Saved data entries
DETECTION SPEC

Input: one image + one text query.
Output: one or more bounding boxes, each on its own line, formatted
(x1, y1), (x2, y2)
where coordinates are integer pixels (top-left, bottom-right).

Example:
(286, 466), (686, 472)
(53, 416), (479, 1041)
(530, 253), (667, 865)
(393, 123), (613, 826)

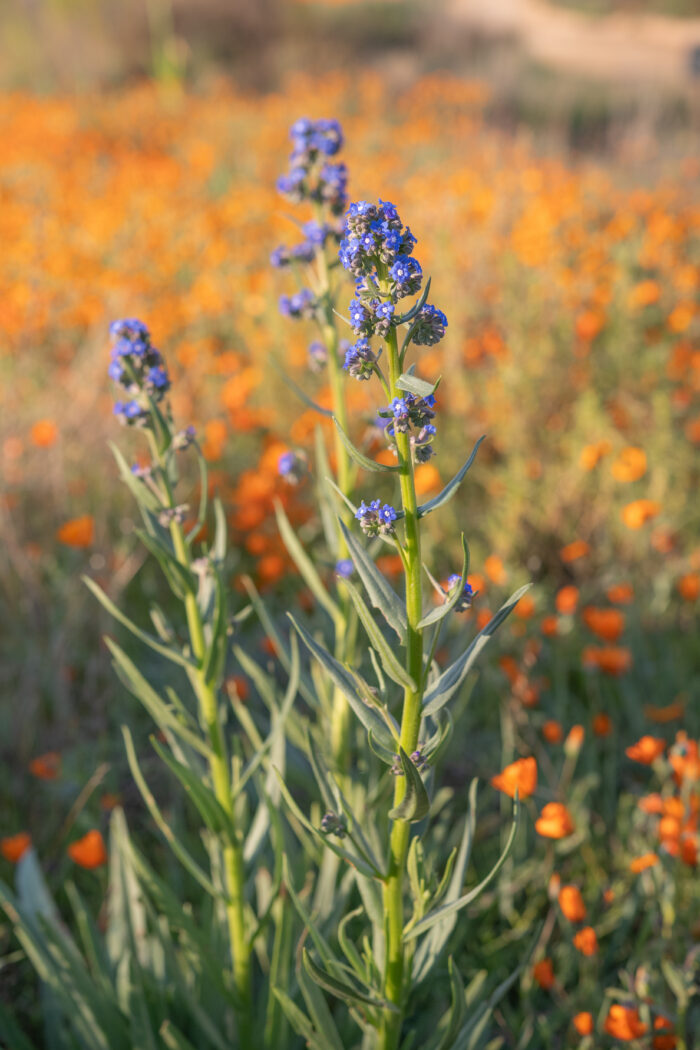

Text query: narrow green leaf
(333, 417), (399, 473)
(345, 580), (416, 691)
(105, 638), (211, 758)
(150, 737), (233, 841)
(212, 497), (227, 564)
(417, 437), (485, 519)
(185, 445), (209, 543)
(315, 426), (340, 556)
(418, 534), (470, 629)
(84, 576), (197, 671)
(395, 275), (432, 325)
(289, 615), (396, 749)
(303, 949), (394, 1011)
(275, 499), (341, 623)
(338, 520), (406, 642)
(274, 991), (326, 1050)
(134, 527), (195, 598)
(109, 442), (160, 512)
(405, 796), (520, 940)
(160, 1021), (198, 1050)
(423, 585), (531, 717)
(298, 958), (345, 1050)
(122, 726), (218, 898)
(432, 958), (466, 1050)
(389, 748), (431, 823)
(201, 566), (228, 687)
(396, 373), (439, 399)
(272, 360), (334, 418)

#### [Problem requirements]
Write out exactly, and nothing more than, the lines of the entries above from the line containing "(53, 416), (479, 1041)" through the final line; omit any pictures.

#### [Output]
(53, 416), (479, 1041)
(530, 253), (667, 865)
(393, 123), (613, 826)


Text query: narrow green leaf
(333, 417), (399, 473)
(345, 580), (416, 691)
(105, 638), (211, 758)
(150, 737), (233, 841)
(212, 497), (227, 564)
(417, 437), (485, 519)
(185, 445), (209, 543)
(315, 426), (340, 556)
(418, 534), (470, 629)
(84, 576), (197, 671)
(395, 275), (432, 325)
(289, 615), (396, 749)
(303, 949), (394, 1011)
(275, 499), (341, 623)
(338, 520), (406, 642)
(274, 991), (326, 1050)
(134, 527), (195, 598)
(109, 442), (160, 512)
(405, 796), (520, 940)
(160, 1021), (198, 1050)
(423, 585), (531, 717)
(298, 958), (345, 1050)
(122, 726), (218, 898)
(432, 958), (466, 1050)
(389, 748), (431, 823)
(201, 566), (228, 687)
(396, 373), (439, 399)
(272, 360), (334, 418)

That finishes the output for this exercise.